INSTRUCTIONS FOR THE TASK: Write out the material below exactly, beginning at the line that contains "Task: annotate the flat" and ending with its last line, both ends included; write nothing else.

MATERIAL:
——
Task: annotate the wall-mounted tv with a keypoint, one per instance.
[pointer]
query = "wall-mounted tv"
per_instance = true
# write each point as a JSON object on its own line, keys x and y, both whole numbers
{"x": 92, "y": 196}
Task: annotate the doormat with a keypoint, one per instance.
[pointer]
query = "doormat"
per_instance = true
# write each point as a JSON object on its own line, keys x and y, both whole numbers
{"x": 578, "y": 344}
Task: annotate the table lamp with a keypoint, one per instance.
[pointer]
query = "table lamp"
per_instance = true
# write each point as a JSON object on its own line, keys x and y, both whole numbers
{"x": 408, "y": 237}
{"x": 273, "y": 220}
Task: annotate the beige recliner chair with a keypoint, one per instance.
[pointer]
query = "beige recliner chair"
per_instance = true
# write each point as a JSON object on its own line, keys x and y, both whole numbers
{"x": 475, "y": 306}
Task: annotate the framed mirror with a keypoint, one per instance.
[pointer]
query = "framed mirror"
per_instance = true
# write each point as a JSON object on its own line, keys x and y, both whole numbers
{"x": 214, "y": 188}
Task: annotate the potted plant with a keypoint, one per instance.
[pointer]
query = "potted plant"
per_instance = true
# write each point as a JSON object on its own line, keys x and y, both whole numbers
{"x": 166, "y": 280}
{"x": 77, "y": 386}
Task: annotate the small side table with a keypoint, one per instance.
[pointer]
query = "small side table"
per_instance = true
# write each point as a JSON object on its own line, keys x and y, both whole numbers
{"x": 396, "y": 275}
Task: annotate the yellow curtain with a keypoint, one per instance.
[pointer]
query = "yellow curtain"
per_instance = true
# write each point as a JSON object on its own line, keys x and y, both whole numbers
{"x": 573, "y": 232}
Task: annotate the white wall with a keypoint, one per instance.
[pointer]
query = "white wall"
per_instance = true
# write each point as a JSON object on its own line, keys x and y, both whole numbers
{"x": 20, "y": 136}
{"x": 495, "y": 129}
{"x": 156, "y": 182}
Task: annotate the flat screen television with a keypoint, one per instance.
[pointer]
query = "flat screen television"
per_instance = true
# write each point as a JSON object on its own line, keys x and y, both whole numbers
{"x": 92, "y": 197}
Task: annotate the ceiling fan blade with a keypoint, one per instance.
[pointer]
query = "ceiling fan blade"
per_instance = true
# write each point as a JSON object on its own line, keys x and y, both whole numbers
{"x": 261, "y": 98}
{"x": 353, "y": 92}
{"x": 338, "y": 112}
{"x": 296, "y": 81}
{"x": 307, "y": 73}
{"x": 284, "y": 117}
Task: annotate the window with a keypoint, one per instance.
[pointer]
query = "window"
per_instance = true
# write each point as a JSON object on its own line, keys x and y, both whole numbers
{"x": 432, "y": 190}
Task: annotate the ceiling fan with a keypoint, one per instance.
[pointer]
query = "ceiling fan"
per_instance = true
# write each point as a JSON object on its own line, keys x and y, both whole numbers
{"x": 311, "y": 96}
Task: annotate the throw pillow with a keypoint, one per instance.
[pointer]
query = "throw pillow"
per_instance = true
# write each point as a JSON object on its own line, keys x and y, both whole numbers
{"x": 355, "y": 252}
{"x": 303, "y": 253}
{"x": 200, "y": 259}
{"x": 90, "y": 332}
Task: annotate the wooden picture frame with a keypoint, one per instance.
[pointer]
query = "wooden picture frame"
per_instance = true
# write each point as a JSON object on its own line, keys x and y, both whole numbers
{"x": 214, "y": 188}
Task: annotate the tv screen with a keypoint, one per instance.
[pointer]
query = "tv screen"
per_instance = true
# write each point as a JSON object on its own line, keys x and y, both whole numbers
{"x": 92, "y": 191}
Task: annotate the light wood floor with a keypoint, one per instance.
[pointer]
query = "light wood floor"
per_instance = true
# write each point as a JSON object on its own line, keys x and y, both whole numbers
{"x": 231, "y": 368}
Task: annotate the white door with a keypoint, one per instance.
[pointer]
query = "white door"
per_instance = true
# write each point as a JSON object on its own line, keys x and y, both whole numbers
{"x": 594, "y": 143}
——
EXERCISE RESULT:
Task: annotate the flat screen television with a keypoint, one per instance.
[pointer]
query = "flat screen television"
per_instance = true
# write each point as a JSON object on its own line, keys x and y, both whole numbers
{"x": 92, "y": 197}
Task: annotate the ceiling fan blade with a keypoint, one per instance.
[pointer]
query = "ceiling fan blade"
per_instance = true
# write each point as a JSON object on its own line, keys x and y, both whole numbers
{"x": 261, "y": 98}
{"x": 353, "y": 92}
{"x": 338, "y": 112}
{"x": 296, "y": 81}
{"x": 307, "y": 73}
{"x": 284, "y": 117}
Task: annotate the window with a keypoint, one per instance.
[pointer]
query = "window"
per_instance = true
# write each point as a JSON object on its own line, keys x and y, both whole numbers
{"x": 432, "y": 190}
Task: annotate the ceiling fan with a keypoint, one per instance.
[pointer]
query = "ceiling fan"
per_instance = true
# write each point as a JSON object on its own line, keys x and y, both whole numbers
{"x": 311, "y": 96}
Task: annotate the throw pillow with a keypoint, one per instance.
[pointer]
query = "throw pillow"
per_instance = true
# write each point as a JSON object on its own line, keys x and y, both whole numbers
{"x": 355, "y": 252}
{"x": 303, "y": 253}
{"x": 200, "y": 259}
{"x": 90, "y": 332}
Task: annotate the wooden picture frame with a keypoint, one per instance.
[pointer]
query = "wooden picture frame"
per_instance = true
# write each point as a JSON object on its own line, keys x and y, both whole numbers
{"x": 214, "y": 188}
Task: annotate the tv screen with a keypoint, one per instance.
[pointer]
query = "tv screen"
per_instance = true
# write each point as a JSON object on its own line, keys x and y, both whole numbers
{"x": 92, "y": 191}
Task: annotate the light wood floor with a keypoint, one per instance.
[pointer]
query = "light wood floor"
per_instance = true
# write each point as a JSON object on its own line, keys x and y, both whole numbers
{"x": 231, "y": 368}
Task: annotate the white door with a keypoint, one per instance.
[pointer]
query = "white door"
per_instance = true
# write each point as a JSON object on its own line, keys x and y, both whole numbers
{"x": 594, "y": 143}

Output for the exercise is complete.